Source text —
>> START
# Girlfriend/Daughter meeting advice?



## RandomDude (Dec 18, 2010)

My ex and I are co-parents (not yet divorced) and our daughter is soon to start primary. Last year I met someone, and this year we became a couple. Now comes the uncomfortable inevitability of the girlfriend-daughter meetup.

What steps should be taken to keep things drama-free?


----------



## HypnoHealer (Feb 14, 2014)

Don't make it dramatic. Have a meal. Do simple stuff. Don't have your bf go out of her way.


----------



## RandomDude (Dec 18, 2010)

Thats the plan for tomorrow, also introducing her as a friend first before anything else, my primary concern is my daughter's reaction considering shes always on about daddy coming home. How do you prepare a child for this?


----------



## Jellybeans (Mar 8, 2011)

Be kind. Treat everyone politely.

Don't be a d!ck.


----------



## RandomDude (Dec 18, 2010)

It was mentioned in another thread that an ill prepared meeting may result in repercussions, any other things to consider?


----------



## frusdil (Sep 5, 2013)

How long have you been with your new gf OP? I would wait as long as possible before introducing your daughter to any new gf, particularly as she still wants daddy to go home.

It will likely be very confusing for her.

It was a good six to seven months before I met my husbands daughter, and then the visits were kept very short - dinner together and not long after I would go home. No sleepovers until I moved in while she was there.


----------



## RandomDude (Dec 18, 2010)

We've been together throughout last year as exclusive FWBs, and became an "official" couple this year. So it's roughly around the same timeframe as yours although we weren't exactly dating "officially". I've kept the two away from each other throughout this time, but now that we are "official" my gf has expressed she has heard so much about my daughter and wants to finally meet her. Not to mention she wishes to see more of me during the weekends - which I have committed for my daughter.

I have no idea how to get my daughter to stop wishing "daddy comes home", relations with my ex is civil at the moment but it's a tight-rope, I am unsure of her feelings but I know she hasn't moved on completely as I can FEEL her resentment each time I see her that I walked away despite the fact she brought up divorce in the first place.

I do plan a short visit and to slowly allow my daughter to warm up to her, but that's it, a simple plan. I just hope I'm not missing any pointers - like I don't want a disaster considering my life is very steady now.
>> END
Exercise requirements —
**A)** Copy the portion of the thread on introducing a girlfriend to a daughter from "How long have" to "she was there.".
**B)** Write a continuation of the thread on introducing a girlfriend to a daughter, beginning after its final sentence.
The listing is material separate from the thread on introducing a girlfriend to a daughter.

Provided data —
>> START
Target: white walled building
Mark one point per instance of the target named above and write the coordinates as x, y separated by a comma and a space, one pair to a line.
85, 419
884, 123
>> END
Answers to the exercises —
**A)**
How long have you been with your new gf OP? I would wait as long as possible before introducing your daughter to any new gf, particularly as she still wants daddy to go home.

It will likely be very confusing for her.

It was a good six to seven months before I met my husbands daughter, and then the visits were kept very short - dinner together and not long after I would go home. No sleepovers until I moved in while she was there.

**B)**
----------



## Blondilocks (Jul 4, 2013)

It would help if you were officially divorced. Your daughter would be able to accept the situation without thinking your gf is keeping daddy apart from mommy.

How long does a divorce take in your neck of the woods?


----------



## Starstarfish (Apr 19, 2012)

Yeah, that's awkward if you are planning to introduce your daughter to your girlfriend if you aren't divorced yet. Is having a girlfriend/boyfriend while married being OK really the message you want to send?


----------



## JustTired (Jan 22, 2012)

Blondilocks said:


> It would help if you were officially divorced. Your daughter would be able to accept the situation without thinking your gf is keeping daddy apart from mommy.
> 
> How long does a divorce take in your neck of the woods?





Starstarfish said:


> Yeah, that's awkward if you are planning to introduce your daughter to your girlfriend if you aren't divorced yet. Is having a girlfriend/boyfriend while married being OK really the message you want to send?


I have to agree with the posters above. You guys have been FWB for a year & only official BF/GF for about a month (or less). I would personally wait to do any introductions, especially since the divorce isn't finalized. You never know if your STB-ex will go psycho at the thought of another woman around her daughter before the divorce.

If the new GF is that understanding, then she should understand your situation & how touchy it is. I don't recommend introducing her just yet.


----------



## RandomDude (Dec 18, 2010)

=/

Looks like I should have asked this question sooner, as my gf is with me right now and she's excited about tomorrow... *sigh*

But just one meetup meal should be alright yes? As long as I introduce her as a friend, not a girlfriend. Daughter WILL ask though... *sigh*


----------



## Starstarfish (Apr 19, 2012)

Until inevitably your daughter mentions it to Mom. "I met Daddy's new friend - she seems nice." 

Is your STXW the kind to grill your daughter? If you are still finalizing your divorce, are you in an at-fault state or do you want it considered during your proceedings that you are an adulterer presenting your affair partners to the children?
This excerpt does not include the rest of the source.